Request: Extract every line of the listing below word for word, and leave the pictures out of your answer.

Records taken from a collection
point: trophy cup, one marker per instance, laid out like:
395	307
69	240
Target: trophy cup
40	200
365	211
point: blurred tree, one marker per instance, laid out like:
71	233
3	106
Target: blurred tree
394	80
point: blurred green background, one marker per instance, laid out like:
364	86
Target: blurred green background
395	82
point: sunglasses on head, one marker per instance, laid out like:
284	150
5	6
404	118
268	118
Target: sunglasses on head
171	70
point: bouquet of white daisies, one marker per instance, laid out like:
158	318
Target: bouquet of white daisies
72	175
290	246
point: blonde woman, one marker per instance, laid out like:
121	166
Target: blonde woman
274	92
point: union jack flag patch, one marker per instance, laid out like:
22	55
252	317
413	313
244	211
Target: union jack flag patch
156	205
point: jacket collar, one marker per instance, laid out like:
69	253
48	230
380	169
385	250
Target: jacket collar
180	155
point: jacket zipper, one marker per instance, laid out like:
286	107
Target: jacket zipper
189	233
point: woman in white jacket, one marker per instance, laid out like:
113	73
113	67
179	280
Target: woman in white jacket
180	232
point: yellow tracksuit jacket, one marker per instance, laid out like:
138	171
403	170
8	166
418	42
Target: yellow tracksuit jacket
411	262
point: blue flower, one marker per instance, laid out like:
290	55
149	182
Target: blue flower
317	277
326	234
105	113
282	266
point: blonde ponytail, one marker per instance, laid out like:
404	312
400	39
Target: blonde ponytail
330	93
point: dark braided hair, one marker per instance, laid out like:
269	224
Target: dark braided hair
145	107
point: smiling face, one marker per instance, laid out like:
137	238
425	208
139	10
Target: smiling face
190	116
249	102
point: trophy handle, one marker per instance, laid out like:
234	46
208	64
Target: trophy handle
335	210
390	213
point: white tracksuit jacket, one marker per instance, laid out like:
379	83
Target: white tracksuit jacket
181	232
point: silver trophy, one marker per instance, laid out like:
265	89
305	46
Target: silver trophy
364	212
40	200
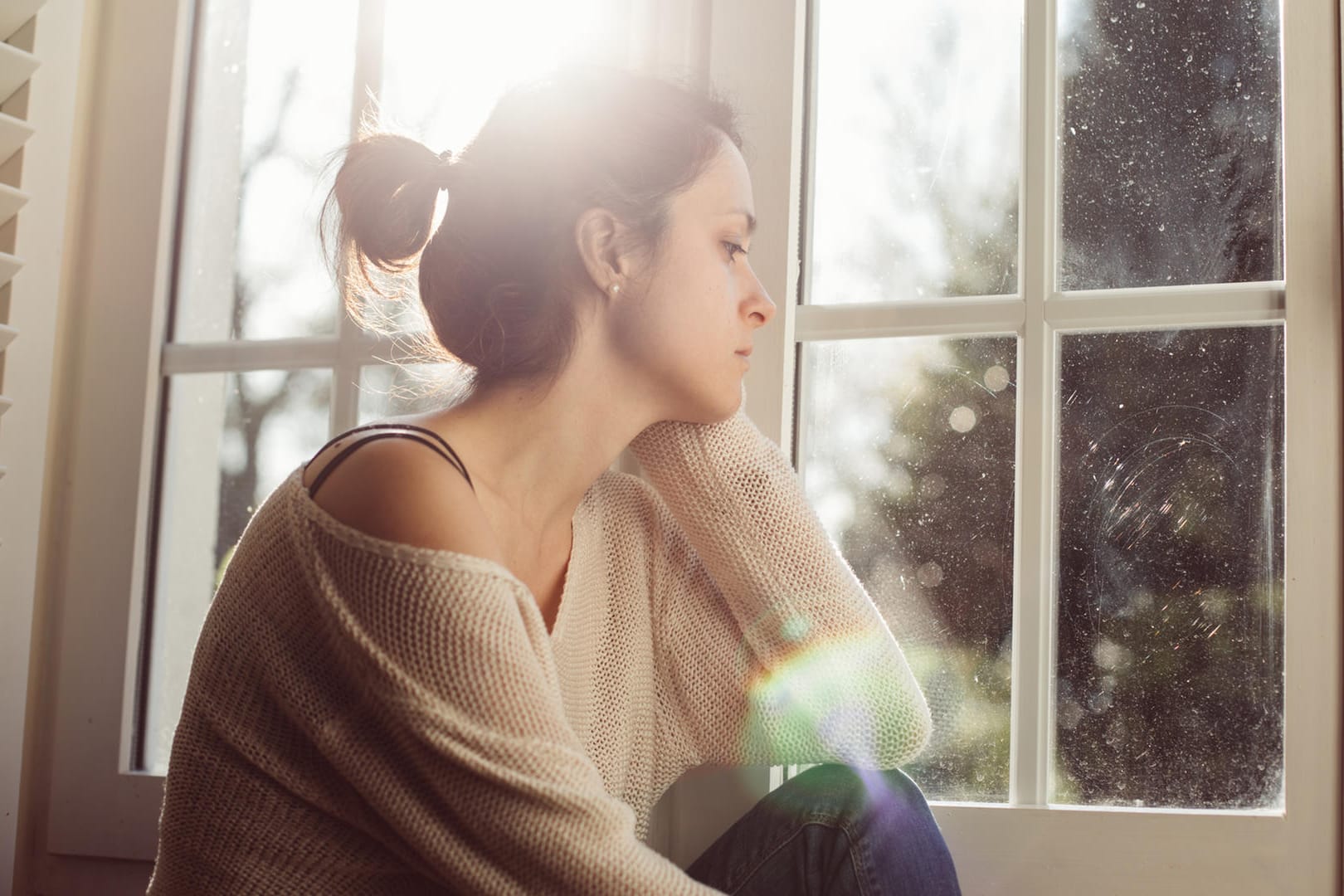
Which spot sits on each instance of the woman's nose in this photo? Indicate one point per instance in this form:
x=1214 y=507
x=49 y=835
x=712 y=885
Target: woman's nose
x=760 y=308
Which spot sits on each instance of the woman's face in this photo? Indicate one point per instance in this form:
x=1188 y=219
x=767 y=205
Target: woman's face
x=689 y=331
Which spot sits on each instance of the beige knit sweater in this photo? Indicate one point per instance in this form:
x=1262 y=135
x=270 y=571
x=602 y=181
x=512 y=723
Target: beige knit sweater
x=371 y=718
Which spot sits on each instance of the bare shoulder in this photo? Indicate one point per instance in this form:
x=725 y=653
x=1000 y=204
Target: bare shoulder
x=402 y=490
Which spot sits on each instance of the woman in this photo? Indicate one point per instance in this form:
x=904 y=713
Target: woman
x=457 y=653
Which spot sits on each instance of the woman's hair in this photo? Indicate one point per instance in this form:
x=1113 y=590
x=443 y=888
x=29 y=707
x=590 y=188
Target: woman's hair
x=498 y=275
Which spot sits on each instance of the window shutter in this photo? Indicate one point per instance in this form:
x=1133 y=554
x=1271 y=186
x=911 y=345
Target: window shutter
x=17 y=67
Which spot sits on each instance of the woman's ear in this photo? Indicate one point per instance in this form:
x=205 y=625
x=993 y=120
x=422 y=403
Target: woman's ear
x=601 y=241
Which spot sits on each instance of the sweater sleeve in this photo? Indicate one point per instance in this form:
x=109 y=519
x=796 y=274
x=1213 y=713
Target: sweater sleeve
x=771 y=646
x=450 y=728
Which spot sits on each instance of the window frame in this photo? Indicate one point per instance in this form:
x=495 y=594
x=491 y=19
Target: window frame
x=128 y=232
x=1030 y=845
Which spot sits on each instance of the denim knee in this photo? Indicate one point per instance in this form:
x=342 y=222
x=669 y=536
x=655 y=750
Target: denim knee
x=858 y=793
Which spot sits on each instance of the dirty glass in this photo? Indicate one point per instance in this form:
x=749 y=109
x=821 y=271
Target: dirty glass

Expected answer:
point: trophy cup, one marker per instance, laid out like:
395	307
69	240
Target: trophy cup
40	200
365	211
point: blurred tree, one marker per instance, laid out like:
71	233
3	106
Target: blurred tree
394	80
point: blurred green background, one marker per instance, laid out like:
364	86
Target: blurred green background
395	82
point: sunglasses on head, one marker per instance, laid out like:
284	150
5	6
404	118
268	118
Target: sunglasses on head
171	70
point: bouquet of white daisies, one marker per instance, laid out like:
158	318
Target: bouquet of white daisies
72	175
290	246
point: blonde woman, one marker per instance, laid out like:
121	166
Target: blonde woman
274	92
point: union jack flag patch, one marker per instance, laid out like:
22	55
252	317
413	313
244	211
Target: union jack flag patch
156	205
point: jacket collar, one marker per instance, laid out like:
69	253
48	230
380	169
385	250
Target: jacket collar
180	155
point: jacket zipper, one marker per instance, laid out like:
286	107
Target: jacket zipper
189	233
point: woman in white jacket, one marker per instance, laid out like:
113	73
113	67
179	280
Target: woman in white jacket
180	232
point: yellow tracksuit jacket, one marker per instance, laid out like:
138	171
403	170
8	166
418	42
Target: yellow tracksuit jacket
411	262
point: blue flower, one marker per instance, laid out like:
290	55
149	182
Target: blue flower
317	277
326	234
105	113
282	266
point: blonde ponytail, one marker per instance, laid out like:
404	312
400	39
Target: blonde ponytail
330	93
point: dark braided hair, one marker per instance, laid out like:
269	224
Target: dark braided hair
145	107
point: smiling face, one marker per instance, laid out like:
137	238
425	208
139	10
Target: smiling face
190	116
249	102
point: trophy handle, one marker per instance, laid out like:
234	46
208	64
Target: trophy handle
335	210
390	213
point: white tracksuit jacket, one marker per instance, laid out like:
379	83
Target: white tracksuit jacket
181	232
point: silver trophy, one marker per instance, laid out like:
265	89
305	46
Target: silver trophy
364	212
40	200
Which spot sits on each instance of the woman's nose in this photo? Indicate one point per instance in this form:
x=1214 y=507
x=49 y=835
x=712 y=885
Target: woman's nose
x=760 y=308
Which spot sits on each instance of the woman's face in this photo? Indicate one point per instance in this form:
x=1188 y=219
x=767 y=205
Target: woman's face
x=689 y=331
Which spot sits on each instance of the beige knit sweater in this photo? Indicate one point per instance in this form:
x=1262 y=135
x=270 y=571
x=602 y=181
x=512 y=723
Target: beige knit sweater
x=371 y=718
Which spot sits on each instance of the bare shoulder in this photo? Indicate one point per instance in this form:
x=725 y=653
x=1000 y=204
Target: bare shoulder
x=402 y=490
Which spot sits on each instance of the woman in this photo? Indicate one point per instance in this form:
x=904 y=713
Target: woman
x=457 y=653
Which spot sits on each instance of the woman's hair in this photo? Indicate one point per instance in this form:
x=1113 y=590
x=443 y=888
x=29 y=707
x=590 y=188
Target: woman's hair
x=498 y=275
Which spot sits on each instance of the window shutter in this photo? Indicate one point per instance in this form:
x=1133 y=554
x=1271 y=186
x=911 y=345
Target: window shutter
x=17 y=67
Which spot sits on each instance of the woman's ear in this photo? Indicate one point per instance in this form:
x=205 y=625
x=993 y=120
x=422 y=403
Target: woman's ear
x=601 y=241
Which spot sits on each instance of the sweater sleeve in this photo? Indicate one point per instance in this form:
x=109 y=519
x=796 y=274
x=1213 y=713
Target: sweater sleeve
x=771 y=646
x=450 y=728
Which spot sits on each instance of the window frame in this photo? Indicate one point per instance in this form:
x=495 y=594
x=491 y=19
Target: window frame
x=128 y=232
x=1030 y=845
Which spot sits on each instance of the denim knee in this photo? Indicate one point per instance in this form:
x=342 y=222
x=669 y=536
x=655 y=750
Target: denim knee
x=858 y=793
Which spot sits on each instance of the dirty glass in this photo? Indicate one point per instance in this form:
x=749 y=109
x=821 y=271
Target: dirty glass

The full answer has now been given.